Written instruction 1:
In the Collatz Conjecture lesson, what happens to an odd number at each step of the algorithm?
Written instruction 2:
Continue the Collatz Conjecture lesson from the point where it ends.

Supplied text:
□ □ □ □
Overview

In this lesson we work through an example to illustrate some basic programming strategies.

Objectives

  1. Write code methodically by starting in English and adding lots of explanatory comments.
  2. Check each step of a program before writing the next.
  3. Test your finished program with various inputs to make sure it is operating correctly.

Readings

None

1 Example: The Collatz Conjecture

Let’s say we want to write a program to check a famously simple mathematical conjecture. The Collatz Conjecture is very easy to state, but surprisingly has resisted nearly a century of efforts to prove that it is true. Consider the following algorithm: start with any number \(n\) and if it’s even, halve it, and if it’s odd, triple it and add 1; and repeat that process over and over. The conjecture is that, whatever number you start with, you will eventually end up at 1.

Now, it may have turned out that this is for an trivial reason, in the same way that the “divisibility by 9” rule turns out to be trivial (where a number is divisible by 9 if the sum of its digits is divisible by 9). But in this case, it’s not at all trivial why you end up at 1, and in fact mathematicians have been puzzled over how to prove it for decades.

But of couse, we can computationally test it easy for any given number. So let’s write a program that tests it for some number \(n\), saving the somewhat random-seeming sequence of numbers you get starting from \(n\), and stops when it gets to 1.

2 Tips for coding

Here are a few tips for coding:

  1. Write it out in English first as best you can.
  2. Use lots of comments so it will be readable by you and others.
  3. Indent contents within curly brackets; RStudio does this automatically.
  4. Always include the close parenthesis or bracket before filling in the contents so you don’t forget; RStudio helps with this too.
  5. Check that each step of your program works before going to the next. Sometimes this requires writing temporary code (eg, printing out each step) that you erase later, just to make sure eveything is working.
  6. It’s often easiest to do the easy stuff first and the hard stuff later, even if the hard stuff comes earlier in your program; you can often leave out the hard stuff or use a place-holder while you work on the easier things.
  7. After you are done and it seems to work, try to stress it a bit by giving it odd inputs just to test it out. But for casual scripts, you don’t have make it robust to other users who might deliberately try to break it (eg, by feeding a numeric function a string or something else that’s problematic).

3 Start in English, then translate to R

So how do we do this? The best way to start is in English, with numbered steps. We’ll write out in comments in R what we want our program to do, in as much detail as we can manage, and then later we’ll translate each bit of English into R code, as best we can.
□ □ □ □
Records shown:
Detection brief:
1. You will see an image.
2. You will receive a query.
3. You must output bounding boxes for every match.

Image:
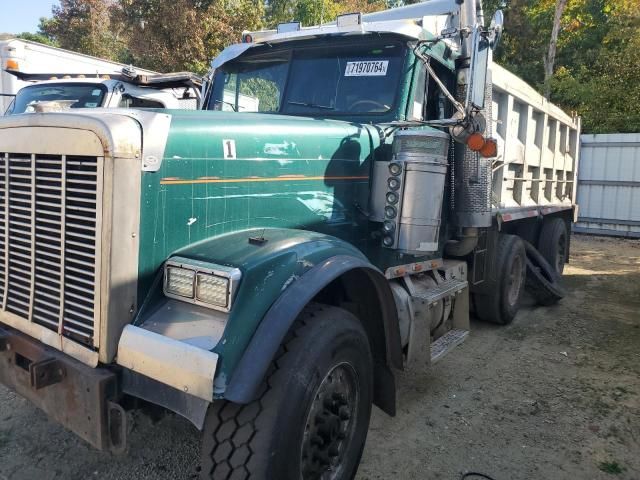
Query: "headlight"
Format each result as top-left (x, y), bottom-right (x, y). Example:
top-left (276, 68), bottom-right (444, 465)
top-left (165, 267), bottom-right (196, 298)
top-left (164, 257), bottom-right (241, 312)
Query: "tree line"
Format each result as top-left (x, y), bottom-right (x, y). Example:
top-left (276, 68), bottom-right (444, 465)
top-left (10, 0), bottom-right (640, 133)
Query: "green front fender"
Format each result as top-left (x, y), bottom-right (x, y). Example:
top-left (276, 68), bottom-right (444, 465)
top-left (157, 228), bottom-right (368, 388)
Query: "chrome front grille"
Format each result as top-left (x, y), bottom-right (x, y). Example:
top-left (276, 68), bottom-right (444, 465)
top-left (0, 153), bottom-right (102, 348)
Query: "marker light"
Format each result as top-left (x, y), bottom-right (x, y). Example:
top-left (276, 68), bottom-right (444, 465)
top-left (165, 267), bottom-right (196, 298)
top-left (387, 177), bottom-right (400, 190)
top-left (389, 163), bottom-right (402, 175)
top-left (387, 192), bottom-right (398, 205)
top-left (336, 12), bottom-right (362, 28)
top-left (467, 132), bottom-right (484, 152)
top-left (384, 206), bottom-right (398, 218)
top-left (196, 273), bottom-right (229, 307)
top-left (480, 138), bottom-right (498, 158)
top-left (277, 22), bottom-right (300, 33)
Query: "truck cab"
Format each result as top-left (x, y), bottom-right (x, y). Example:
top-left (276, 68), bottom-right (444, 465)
□ □ □ □
Right answer 1:
It is tripled, and then 1 is added.

Right answer 2:
So we want a program that takes some \(n\), does the Collatz algorithm on it repeatedly, saves each number along the way, and stops when it gets to 1, and returns the sequence of numbers.

# 1. Take some n as an input
# 2a. If it is even, halve it
# 2b. If it is odd, triple it and add 1
# 3. Repeat 2 over and over, saving each number along the way
# 4. If the current number is 1, stop
# 5. If we've done this, say, 10,000 times and never got to 1, stop and say we gave up
  1. To do part 1, we see it’s a function, and so we wrap everything inside a function, putting the close-bracket at the end. We’ll preserve all the comments and keep them above each part of the code as best we can. Note how we indent the comments, as we will for all the content inside a curly bracket.
# 1. Take some n as an input
collatzf <- function(n){

  # 2a. If it is even, halve it
  # 2b. If it is odd, triple it and add 1
  # 3. Repeat 2 over and over, saving each number along the way
  # 4. If the current number is 1, stop

}
  1. For this, it’s clearly an if statement that we need. We know how to measure even and odd using the %% modulo function, where x %% y gives the remainder from dividing \(x\) by \(y\). So depending on whether it is even or odd, we create a new n that is the transformation of the original n.
# 1. Take some n as an input
collatzf <- function(n){
  
  # 2a. If it is even, halve it
  # 2b. If it is odd, triple it and add 1
  if(n %% 2 == 0){
    n <- n/2
  }else{
    n <- 3*n + 1
  }
  
  # 3. Repeat 2 over and over, saving each number along the way
  # 4. If the current number is 1, stop

}
  1. Ok, now we need some loop that keeps repeating the process in 2, and also saves each step along the way. This actually goes around the step in 2, so we’ll have to shuffle things a bit. First let’s create a vector to store our numbers, and update it with each new number. Note how we create a vector with just one element to begin, and then build it up by using c() to paste a number number onto the end of the vector.
# 1. Take some n as an input
collatzf <- function(n){
  collatzv <- c(n)
  
  # 2a. If it is even, halve it
  # 2b. If it is odd, triple it and add 1
  if(n %% 2 == 0){
    n <- n/2
  }else{
    n <- 3*n + 1
  }
  collatzv <- c(collatzv,n)
  
  # 3. Repeat 2 over and over, saving each number along the way
  # 4. If the current number is 1, stop
  
}

Now we need to add the loop that repeats 2 until the current. We use while and indent again because of the curly brackets.

# 1. Take some n as an input
collatzv <- c()
collatzf <- function(n){
  collatzv <- c(n)
  
  # 3. Repeat 2 over and over, saving each number along the way
  # 4. If the current number is 1, stop
  while(n != 1){
    # 2a. If it is even, halve it
    # 2b. If it is odd, triple it and add 1
    if(n %% 2 == 0){
      n <- n/2
    }else{
      n <- 3*n + 1
    }
    collatzv <- c(collatzv,n)
  }
  
}

And finally, we want to return our vector so we can inspect it or use it later.

# 1. Take some n as an input
collatzv <- c()
collatzf <- function(n){
  collatzv <- c(n)
  
  # 3. Repeat 2 over and over, saving each number along the way
  # 4. If the current number is 1, stop
  while(n != 1){
    # 2a. If it is even, halve it
    # 2b. If it is odd, triple it and add 1
    if(n %% 2 == 0){
      n <- n/2
    }else{
      n <- 3*n + 1
    }
    collatzv <- c(collatzv,n)
  }
  
  return(collatzv)
}

4 Test it

So now let’s test it, with a few options, one of which we won’t show here.

collatzf(10)
## [1] 10  5 16  8  4  2  1
collatzf(100)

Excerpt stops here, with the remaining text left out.